▸ **Source**:
- - - -
Joining Cranfield during lockdown

08/06/2020

Ruth Houghton and May Warren

Ruth Houghton and May Warren joined Cranfield at the end of April as Information Specialists in the Library Service. They will support our Masters’ level students, delivering workshops and lectures in search skills and referencing, and offer one-to-one appointments to help them find the literature they need for their assignments. They will also liaise with Course Directors to ensure library services continue to meet course needs and will be based in the Kings Norton Library (when we get back on site!).

They are also in the unusual position of joining the team online during the current lockdown, unable to meet their colleagues in person, find their ways around the campus, or have a traditional induction programme. I asked them how they were getting on:

Welcome to Cranfield! How did you feel when you first realised you would be starting a new job during a lockdown?

May: The situation just didn’t seem real! Even while making arrangements with my old team to work from home, the enormity of it all hadn’t sunk in. I was very grateful to still be taken on and sad not to be seeing the campus again on my first day. On the upside, I was due to take my driving test before I started and it was cancelled – a brief reprieve!

Ruth: I am not sure how I felt as it was all very surreal. Usually a new job requires a change of location, but given we were all becoming used to working from home not a lot changed physically, just a new set of faces appearing on my computer on a Monday morning!

What is it like meeting all your new colleagues online?
- - - -
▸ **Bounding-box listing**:
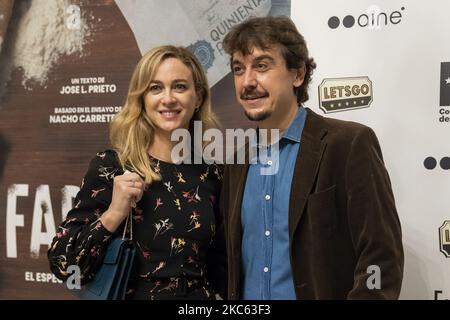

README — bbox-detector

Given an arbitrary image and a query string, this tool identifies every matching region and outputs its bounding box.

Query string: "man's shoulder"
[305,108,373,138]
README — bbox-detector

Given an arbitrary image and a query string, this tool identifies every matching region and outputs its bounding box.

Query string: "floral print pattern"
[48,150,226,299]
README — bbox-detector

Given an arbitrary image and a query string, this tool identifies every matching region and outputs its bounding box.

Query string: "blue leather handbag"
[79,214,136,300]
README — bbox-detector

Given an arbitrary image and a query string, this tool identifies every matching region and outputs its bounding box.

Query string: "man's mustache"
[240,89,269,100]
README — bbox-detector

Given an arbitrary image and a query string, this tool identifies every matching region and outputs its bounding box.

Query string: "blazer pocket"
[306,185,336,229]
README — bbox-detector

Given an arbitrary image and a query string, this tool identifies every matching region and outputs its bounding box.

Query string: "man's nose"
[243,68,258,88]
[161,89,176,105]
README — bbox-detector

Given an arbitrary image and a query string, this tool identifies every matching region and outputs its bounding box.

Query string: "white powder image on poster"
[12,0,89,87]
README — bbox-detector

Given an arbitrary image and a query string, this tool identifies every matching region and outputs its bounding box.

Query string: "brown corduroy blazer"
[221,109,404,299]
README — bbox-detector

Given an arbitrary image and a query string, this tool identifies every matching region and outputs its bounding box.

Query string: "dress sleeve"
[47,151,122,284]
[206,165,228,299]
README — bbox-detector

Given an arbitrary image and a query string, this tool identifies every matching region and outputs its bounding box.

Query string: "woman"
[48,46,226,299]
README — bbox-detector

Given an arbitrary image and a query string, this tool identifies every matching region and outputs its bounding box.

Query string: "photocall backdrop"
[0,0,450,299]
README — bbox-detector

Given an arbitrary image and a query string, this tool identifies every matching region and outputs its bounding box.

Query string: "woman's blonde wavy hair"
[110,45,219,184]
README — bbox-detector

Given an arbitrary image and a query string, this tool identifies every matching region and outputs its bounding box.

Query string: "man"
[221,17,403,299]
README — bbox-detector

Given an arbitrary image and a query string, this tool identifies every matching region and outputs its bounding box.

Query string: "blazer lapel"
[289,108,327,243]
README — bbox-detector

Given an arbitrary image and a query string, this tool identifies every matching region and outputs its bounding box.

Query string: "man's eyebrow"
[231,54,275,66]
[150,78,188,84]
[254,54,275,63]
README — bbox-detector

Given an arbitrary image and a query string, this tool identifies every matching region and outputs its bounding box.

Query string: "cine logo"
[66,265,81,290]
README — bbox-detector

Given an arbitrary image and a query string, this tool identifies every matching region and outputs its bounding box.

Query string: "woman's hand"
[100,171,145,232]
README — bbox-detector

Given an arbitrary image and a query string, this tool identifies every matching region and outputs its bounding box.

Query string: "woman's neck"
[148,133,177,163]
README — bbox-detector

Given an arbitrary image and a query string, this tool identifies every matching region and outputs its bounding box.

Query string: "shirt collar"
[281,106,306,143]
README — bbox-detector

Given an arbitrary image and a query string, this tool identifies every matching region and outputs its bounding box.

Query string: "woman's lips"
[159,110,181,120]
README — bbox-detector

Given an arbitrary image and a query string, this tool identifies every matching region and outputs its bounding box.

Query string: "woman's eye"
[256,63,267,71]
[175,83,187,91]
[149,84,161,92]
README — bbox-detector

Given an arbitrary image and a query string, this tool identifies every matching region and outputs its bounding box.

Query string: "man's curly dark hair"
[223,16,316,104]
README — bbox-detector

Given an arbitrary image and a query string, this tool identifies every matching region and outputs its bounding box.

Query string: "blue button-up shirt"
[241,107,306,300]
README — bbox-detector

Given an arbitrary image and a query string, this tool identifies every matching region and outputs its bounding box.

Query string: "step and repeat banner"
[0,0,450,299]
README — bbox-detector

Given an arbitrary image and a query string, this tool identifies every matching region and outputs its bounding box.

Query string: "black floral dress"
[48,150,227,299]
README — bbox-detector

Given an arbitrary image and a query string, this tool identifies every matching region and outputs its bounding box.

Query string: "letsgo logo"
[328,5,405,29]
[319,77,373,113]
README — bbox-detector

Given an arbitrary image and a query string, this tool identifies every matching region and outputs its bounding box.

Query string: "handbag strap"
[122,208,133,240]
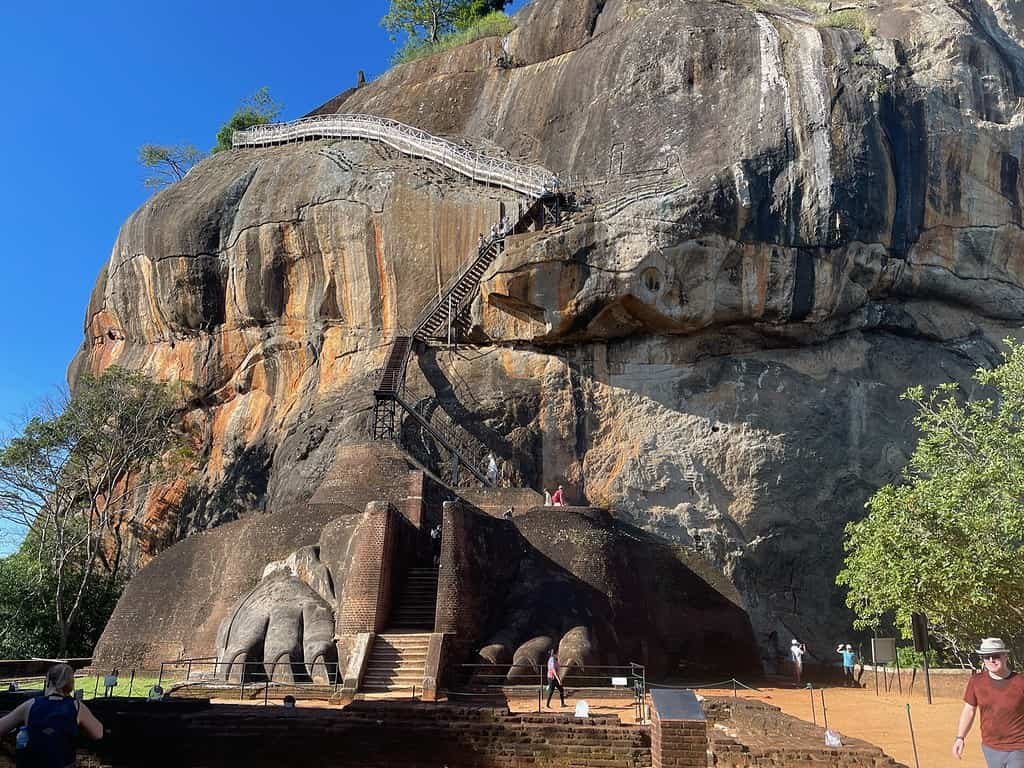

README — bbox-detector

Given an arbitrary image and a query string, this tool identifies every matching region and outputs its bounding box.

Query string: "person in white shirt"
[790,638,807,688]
- - - -
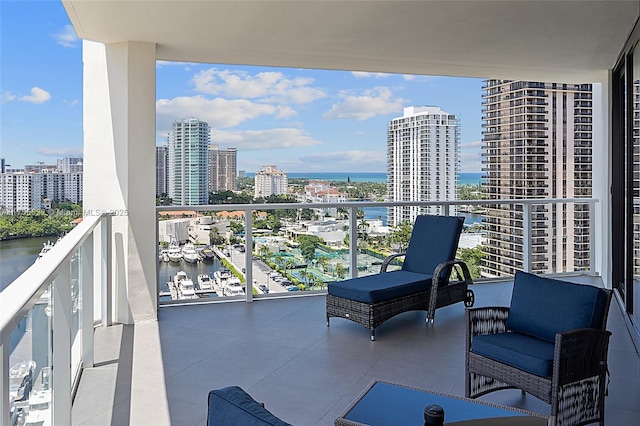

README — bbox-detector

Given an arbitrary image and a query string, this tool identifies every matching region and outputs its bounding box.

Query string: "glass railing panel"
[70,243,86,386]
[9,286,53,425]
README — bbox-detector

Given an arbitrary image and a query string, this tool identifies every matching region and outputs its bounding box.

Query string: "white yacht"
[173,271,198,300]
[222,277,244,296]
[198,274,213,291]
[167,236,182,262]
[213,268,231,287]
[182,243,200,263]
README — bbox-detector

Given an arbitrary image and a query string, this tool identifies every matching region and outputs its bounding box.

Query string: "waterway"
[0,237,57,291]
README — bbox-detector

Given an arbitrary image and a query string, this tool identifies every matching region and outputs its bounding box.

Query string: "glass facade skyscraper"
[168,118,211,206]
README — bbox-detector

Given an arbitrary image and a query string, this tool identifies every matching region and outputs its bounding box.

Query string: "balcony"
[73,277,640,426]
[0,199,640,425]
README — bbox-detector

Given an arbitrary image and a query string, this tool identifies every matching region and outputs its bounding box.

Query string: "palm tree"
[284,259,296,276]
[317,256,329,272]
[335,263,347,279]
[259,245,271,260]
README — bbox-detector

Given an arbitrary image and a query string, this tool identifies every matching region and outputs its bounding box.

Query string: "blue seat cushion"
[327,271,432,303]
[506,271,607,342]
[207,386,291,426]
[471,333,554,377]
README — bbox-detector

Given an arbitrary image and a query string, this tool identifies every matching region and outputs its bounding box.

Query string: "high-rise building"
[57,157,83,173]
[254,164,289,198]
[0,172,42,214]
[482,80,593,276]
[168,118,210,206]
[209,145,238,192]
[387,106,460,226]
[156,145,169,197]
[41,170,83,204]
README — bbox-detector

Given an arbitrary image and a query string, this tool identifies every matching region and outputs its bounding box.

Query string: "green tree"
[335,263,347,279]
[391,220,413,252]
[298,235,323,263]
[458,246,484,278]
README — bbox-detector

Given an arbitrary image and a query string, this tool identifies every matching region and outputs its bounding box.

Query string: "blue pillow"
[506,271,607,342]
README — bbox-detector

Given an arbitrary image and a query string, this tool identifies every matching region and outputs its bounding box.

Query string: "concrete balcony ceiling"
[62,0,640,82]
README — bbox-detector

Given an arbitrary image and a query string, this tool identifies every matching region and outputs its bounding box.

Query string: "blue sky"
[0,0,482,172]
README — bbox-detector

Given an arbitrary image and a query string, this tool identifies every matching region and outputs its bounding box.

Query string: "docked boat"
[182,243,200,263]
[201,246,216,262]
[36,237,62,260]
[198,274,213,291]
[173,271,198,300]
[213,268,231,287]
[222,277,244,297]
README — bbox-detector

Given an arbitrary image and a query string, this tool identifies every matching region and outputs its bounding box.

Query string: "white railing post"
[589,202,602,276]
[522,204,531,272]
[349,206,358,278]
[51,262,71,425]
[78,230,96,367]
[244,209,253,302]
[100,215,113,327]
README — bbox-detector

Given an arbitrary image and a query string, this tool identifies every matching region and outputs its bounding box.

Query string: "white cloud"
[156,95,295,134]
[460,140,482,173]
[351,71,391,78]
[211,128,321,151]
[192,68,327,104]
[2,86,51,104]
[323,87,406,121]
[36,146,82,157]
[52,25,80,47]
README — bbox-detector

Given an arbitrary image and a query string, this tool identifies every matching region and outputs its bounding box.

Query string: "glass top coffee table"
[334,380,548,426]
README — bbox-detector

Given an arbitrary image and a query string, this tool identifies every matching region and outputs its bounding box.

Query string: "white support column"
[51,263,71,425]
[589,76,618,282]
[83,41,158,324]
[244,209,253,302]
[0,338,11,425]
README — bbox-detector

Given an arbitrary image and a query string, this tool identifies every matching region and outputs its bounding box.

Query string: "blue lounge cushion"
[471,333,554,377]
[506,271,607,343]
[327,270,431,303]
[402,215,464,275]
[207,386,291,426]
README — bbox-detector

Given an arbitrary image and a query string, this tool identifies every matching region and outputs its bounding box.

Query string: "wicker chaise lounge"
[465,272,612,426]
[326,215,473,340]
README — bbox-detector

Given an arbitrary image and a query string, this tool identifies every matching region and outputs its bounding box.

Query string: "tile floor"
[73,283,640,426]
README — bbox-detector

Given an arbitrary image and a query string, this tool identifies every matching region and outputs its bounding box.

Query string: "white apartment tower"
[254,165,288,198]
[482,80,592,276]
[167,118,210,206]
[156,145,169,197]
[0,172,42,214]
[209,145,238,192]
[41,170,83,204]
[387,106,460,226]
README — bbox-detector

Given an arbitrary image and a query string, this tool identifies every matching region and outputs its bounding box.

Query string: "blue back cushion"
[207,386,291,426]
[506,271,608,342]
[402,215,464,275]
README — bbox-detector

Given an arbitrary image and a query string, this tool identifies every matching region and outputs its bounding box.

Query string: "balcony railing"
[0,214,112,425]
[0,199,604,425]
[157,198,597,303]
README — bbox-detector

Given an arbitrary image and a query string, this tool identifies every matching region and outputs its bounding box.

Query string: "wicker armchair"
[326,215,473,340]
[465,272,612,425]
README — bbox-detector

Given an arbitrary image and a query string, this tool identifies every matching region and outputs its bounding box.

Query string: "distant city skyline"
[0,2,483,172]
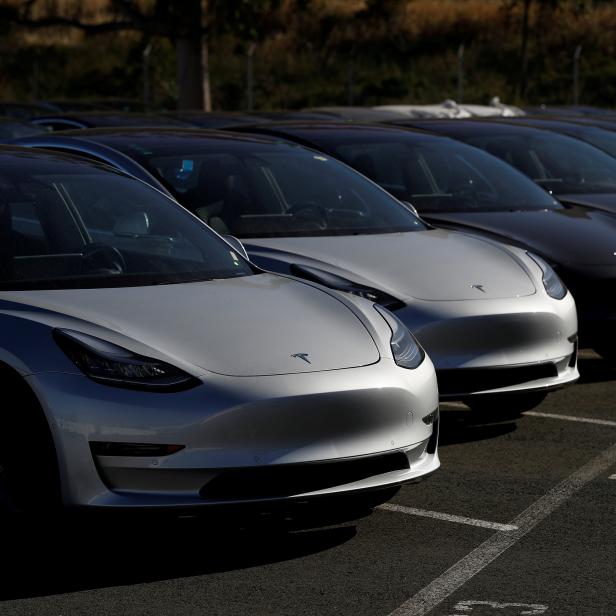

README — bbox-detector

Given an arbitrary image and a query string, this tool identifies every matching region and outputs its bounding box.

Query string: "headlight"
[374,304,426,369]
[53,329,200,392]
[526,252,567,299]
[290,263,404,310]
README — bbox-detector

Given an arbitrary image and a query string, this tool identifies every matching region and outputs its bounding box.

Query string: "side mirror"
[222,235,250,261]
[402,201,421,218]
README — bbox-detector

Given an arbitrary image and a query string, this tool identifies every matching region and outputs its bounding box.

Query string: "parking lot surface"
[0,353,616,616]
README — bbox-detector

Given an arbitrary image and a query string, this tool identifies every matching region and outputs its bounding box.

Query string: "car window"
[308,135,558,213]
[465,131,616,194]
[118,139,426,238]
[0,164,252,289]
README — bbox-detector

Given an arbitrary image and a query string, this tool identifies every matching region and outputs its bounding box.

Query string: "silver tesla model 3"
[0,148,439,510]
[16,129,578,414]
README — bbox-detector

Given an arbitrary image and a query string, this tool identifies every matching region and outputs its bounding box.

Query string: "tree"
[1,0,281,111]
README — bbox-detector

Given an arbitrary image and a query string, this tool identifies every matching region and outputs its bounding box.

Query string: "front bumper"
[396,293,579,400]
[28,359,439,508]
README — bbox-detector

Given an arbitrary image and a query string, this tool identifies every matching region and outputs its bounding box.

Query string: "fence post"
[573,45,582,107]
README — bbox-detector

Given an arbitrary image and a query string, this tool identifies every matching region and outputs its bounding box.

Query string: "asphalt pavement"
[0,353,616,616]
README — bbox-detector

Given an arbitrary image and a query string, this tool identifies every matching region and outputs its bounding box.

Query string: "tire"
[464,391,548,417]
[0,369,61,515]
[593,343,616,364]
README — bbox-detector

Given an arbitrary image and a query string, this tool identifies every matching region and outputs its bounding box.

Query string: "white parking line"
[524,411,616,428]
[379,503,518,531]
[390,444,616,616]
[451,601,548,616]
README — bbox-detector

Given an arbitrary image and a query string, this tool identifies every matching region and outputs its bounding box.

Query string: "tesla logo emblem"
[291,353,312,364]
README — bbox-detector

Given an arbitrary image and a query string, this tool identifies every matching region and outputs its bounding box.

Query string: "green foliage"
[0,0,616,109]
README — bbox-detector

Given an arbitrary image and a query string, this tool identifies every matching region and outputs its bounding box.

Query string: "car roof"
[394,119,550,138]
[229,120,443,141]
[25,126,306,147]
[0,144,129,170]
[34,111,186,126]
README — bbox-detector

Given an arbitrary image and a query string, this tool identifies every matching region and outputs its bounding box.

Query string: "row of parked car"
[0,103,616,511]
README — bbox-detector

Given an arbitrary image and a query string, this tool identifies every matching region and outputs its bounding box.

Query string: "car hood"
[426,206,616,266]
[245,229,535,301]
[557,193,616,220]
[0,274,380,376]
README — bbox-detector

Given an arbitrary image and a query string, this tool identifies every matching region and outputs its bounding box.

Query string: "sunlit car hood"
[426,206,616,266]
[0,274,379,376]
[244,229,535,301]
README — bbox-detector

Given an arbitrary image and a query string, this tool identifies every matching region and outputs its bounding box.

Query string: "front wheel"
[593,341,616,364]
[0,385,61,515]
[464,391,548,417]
- - - -
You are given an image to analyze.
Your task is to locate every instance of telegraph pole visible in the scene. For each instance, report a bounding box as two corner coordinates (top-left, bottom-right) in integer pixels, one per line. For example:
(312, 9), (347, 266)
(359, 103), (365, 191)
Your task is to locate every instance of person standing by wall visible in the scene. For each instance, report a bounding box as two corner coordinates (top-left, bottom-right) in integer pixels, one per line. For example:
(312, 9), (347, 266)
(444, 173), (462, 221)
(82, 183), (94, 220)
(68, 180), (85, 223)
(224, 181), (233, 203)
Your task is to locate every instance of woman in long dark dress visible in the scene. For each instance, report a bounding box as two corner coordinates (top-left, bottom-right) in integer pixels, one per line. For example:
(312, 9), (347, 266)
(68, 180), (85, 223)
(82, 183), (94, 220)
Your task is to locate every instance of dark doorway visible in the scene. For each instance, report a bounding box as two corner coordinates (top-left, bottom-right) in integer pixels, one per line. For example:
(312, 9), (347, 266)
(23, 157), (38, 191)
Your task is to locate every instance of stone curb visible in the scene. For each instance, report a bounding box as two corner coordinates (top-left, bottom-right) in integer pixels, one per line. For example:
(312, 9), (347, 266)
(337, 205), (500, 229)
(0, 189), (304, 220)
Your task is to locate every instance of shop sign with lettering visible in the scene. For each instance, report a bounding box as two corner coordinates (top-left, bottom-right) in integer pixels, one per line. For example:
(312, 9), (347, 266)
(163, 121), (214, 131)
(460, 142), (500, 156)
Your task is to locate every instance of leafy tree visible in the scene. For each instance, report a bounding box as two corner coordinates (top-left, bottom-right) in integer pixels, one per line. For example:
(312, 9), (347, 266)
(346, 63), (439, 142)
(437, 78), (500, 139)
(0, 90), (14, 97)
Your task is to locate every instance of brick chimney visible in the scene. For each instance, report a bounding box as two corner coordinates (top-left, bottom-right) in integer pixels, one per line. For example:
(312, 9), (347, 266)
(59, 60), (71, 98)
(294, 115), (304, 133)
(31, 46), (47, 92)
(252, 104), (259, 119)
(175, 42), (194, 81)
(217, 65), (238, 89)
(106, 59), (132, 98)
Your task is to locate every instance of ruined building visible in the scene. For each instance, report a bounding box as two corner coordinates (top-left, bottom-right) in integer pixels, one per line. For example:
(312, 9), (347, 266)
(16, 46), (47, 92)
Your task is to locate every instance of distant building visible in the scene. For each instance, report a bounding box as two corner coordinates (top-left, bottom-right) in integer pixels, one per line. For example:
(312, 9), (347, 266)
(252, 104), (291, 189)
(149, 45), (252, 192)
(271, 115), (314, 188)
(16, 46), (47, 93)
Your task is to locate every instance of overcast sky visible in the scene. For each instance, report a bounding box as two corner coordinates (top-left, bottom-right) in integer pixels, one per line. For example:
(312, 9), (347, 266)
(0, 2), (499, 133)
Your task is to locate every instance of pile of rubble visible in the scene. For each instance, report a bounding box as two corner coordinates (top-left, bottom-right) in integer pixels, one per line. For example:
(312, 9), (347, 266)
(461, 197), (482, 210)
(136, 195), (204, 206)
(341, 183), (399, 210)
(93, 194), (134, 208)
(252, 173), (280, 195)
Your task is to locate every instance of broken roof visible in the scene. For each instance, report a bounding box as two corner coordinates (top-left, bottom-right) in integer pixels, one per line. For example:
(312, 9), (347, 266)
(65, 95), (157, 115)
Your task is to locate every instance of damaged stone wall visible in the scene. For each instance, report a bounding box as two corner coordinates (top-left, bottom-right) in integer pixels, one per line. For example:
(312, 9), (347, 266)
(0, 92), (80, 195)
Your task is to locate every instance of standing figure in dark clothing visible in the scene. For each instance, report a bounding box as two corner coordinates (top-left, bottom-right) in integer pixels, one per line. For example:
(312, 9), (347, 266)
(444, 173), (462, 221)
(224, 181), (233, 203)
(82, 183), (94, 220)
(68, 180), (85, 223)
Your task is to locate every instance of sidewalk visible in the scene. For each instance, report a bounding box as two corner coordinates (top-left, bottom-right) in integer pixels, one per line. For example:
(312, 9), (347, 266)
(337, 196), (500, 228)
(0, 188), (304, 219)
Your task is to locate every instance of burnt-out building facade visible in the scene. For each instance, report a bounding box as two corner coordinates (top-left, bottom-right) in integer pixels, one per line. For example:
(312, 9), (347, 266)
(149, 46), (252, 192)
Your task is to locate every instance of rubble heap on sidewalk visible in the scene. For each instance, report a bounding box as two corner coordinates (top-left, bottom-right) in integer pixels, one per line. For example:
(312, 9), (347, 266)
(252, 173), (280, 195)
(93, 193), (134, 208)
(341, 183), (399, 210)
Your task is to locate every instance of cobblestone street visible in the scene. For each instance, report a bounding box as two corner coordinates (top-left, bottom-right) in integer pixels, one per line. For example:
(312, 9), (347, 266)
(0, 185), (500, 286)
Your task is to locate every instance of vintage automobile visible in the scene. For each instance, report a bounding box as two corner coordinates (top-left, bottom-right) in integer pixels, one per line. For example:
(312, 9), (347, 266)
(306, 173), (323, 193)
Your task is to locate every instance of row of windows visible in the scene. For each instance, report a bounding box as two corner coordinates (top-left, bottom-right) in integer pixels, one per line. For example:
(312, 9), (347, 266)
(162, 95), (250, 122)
- - - -
▸ **Problems to work on**:
a) According to the article on joining Cranfield during lockdown, in which library will Ruth Houghton and May Warren be based?
b) Return the passage of the article on joining Cranfield during lockdown that runs from "May: The situation" up to and including "a brief reprieve!".

▸ **Solution list**:
a) The Kings Norton Library.

b)
May: The situation just didn’t seem real! Even while making arrangements with my old team to work from home, the enormity of it all hadn’t sunk in. I was very grateful to still be taken on and sad not to be seeing the campus again on my first day. On the upside, I was due to take my driving test before I started and it was cancelled – a brief reprieve!